▶ Requirements
Copy the data from the line containing "Where can the car windshield" through the line containing "x=810, y=946", changing "truck bumper" to "front bumper" and leaving everything else unchanged.
— Start —
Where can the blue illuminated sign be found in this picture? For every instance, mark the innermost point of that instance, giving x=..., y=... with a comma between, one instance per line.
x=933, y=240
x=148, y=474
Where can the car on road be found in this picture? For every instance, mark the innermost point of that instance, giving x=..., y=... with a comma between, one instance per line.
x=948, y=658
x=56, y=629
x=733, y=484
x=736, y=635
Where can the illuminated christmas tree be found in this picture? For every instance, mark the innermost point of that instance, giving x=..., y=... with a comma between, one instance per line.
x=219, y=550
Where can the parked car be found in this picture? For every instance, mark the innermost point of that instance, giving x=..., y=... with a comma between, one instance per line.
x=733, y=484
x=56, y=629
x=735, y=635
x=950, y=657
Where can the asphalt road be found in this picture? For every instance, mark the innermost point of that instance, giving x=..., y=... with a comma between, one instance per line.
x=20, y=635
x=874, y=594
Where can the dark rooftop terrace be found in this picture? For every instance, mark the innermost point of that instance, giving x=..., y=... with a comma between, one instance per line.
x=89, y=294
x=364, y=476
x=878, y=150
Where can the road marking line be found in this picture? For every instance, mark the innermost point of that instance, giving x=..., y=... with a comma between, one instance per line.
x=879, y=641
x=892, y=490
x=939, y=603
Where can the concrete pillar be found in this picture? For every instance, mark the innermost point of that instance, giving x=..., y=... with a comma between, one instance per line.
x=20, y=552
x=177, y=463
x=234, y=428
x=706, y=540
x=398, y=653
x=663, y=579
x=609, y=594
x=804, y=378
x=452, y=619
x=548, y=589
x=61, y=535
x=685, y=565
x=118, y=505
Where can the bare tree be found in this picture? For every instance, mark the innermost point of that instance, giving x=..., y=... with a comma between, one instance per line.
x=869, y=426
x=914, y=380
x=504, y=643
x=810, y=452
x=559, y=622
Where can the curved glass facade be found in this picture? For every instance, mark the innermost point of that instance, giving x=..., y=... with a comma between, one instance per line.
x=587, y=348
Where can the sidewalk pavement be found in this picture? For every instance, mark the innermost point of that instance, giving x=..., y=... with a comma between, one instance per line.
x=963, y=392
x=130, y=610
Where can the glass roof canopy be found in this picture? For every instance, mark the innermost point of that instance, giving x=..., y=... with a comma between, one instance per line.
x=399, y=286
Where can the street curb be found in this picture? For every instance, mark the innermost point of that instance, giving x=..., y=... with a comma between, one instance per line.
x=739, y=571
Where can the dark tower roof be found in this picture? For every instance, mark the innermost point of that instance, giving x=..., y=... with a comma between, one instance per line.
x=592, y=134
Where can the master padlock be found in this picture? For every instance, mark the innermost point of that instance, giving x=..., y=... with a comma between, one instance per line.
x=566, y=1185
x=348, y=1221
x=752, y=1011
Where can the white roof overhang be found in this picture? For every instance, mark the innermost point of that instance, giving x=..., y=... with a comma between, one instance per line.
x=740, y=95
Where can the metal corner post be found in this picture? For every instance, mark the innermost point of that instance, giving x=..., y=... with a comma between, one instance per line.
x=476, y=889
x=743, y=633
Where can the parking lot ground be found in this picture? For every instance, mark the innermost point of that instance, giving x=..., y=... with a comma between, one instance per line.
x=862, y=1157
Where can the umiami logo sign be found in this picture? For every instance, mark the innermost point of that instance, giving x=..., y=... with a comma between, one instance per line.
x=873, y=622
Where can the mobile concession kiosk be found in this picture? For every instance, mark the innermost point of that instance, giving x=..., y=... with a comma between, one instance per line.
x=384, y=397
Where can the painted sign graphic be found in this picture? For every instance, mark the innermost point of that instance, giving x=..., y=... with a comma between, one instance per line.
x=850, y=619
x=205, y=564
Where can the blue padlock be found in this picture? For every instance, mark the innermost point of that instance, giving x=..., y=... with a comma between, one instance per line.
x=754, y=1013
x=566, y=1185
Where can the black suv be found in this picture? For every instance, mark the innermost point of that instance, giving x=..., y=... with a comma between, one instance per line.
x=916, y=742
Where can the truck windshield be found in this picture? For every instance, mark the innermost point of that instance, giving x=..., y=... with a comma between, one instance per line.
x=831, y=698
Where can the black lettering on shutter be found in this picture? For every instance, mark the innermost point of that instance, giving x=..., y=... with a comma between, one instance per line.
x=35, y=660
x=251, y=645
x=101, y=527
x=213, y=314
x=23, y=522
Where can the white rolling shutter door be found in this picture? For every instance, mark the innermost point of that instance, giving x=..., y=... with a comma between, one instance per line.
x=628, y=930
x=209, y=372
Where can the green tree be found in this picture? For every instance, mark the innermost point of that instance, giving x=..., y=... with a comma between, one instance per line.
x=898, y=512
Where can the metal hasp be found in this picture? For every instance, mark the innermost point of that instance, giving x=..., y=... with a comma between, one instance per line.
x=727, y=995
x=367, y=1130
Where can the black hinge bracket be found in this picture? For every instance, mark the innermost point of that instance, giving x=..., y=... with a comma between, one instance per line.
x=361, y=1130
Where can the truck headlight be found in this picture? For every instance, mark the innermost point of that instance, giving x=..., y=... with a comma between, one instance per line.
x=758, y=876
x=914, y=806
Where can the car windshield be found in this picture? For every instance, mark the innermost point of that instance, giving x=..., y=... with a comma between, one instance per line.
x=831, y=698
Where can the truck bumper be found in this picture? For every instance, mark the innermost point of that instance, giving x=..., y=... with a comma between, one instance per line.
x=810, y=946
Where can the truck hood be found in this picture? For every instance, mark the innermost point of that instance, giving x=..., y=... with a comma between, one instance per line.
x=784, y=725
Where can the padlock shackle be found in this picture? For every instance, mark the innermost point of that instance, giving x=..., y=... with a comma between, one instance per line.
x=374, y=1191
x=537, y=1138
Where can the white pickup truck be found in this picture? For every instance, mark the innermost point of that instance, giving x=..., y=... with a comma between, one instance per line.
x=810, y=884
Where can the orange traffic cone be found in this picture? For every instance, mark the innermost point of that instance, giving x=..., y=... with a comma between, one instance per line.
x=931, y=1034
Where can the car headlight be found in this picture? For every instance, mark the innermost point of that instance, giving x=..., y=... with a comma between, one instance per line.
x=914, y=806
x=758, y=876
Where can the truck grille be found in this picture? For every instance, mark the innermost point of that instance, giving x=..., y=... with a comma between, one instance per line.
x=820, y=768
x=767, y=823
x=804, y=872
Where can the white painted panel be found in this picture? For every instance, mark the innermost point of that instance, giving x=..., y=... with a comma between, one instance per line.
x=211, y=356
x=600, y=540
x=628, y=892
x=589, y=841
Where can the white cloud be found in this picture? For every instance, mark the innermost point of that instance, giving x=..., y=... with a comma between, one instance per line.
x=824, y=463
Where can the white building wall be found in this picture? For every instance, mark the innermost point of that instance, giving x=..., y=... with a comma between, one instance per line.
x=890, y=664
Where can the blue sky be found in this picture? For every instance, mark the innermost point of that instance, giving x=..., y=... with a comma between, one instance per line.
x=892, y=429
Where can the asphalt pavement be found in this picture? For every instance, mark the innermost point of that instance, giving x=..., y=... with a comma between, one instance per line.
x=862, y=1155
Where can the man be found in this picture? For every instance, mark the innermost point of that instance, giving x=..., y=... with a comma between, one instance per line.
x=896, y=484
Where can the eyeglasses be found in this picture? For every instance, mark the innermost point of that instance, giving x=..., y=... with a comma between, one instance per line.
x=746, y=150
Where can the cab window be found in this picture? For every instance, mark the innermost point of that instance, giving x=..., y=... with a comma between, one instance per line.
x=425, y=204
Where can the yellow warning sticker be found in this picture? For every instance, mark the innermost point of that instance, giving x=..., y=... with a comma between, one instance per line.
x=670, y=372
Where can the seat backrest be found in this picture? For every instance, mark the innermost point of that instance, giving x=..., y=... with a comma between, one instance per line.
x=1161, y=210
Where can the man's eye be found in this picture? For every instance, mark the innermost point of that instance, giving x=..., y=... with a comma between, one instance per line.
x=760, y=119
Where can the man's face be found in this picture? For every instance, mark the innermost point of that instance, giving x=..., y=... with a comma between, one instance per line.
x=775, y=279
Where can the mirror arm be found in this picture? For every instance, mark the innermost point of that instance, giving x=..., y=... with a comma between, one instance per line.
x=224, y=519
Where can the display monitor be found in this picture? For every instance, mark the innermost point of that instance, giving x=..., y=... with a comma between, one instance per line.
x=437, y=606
— End —
▶ Expected output
Where can the car windshield be found in this picture? For every instance, mark the innermost point of that instance, giving x=..., y=... with a comma between, one instance per line.
x=831, y=698
Where can the front bumper be found in this picture? For every instance, mark the innermost point of that instance, giving x=..., y=... with a comma between, one instance per line.
x=810, y=946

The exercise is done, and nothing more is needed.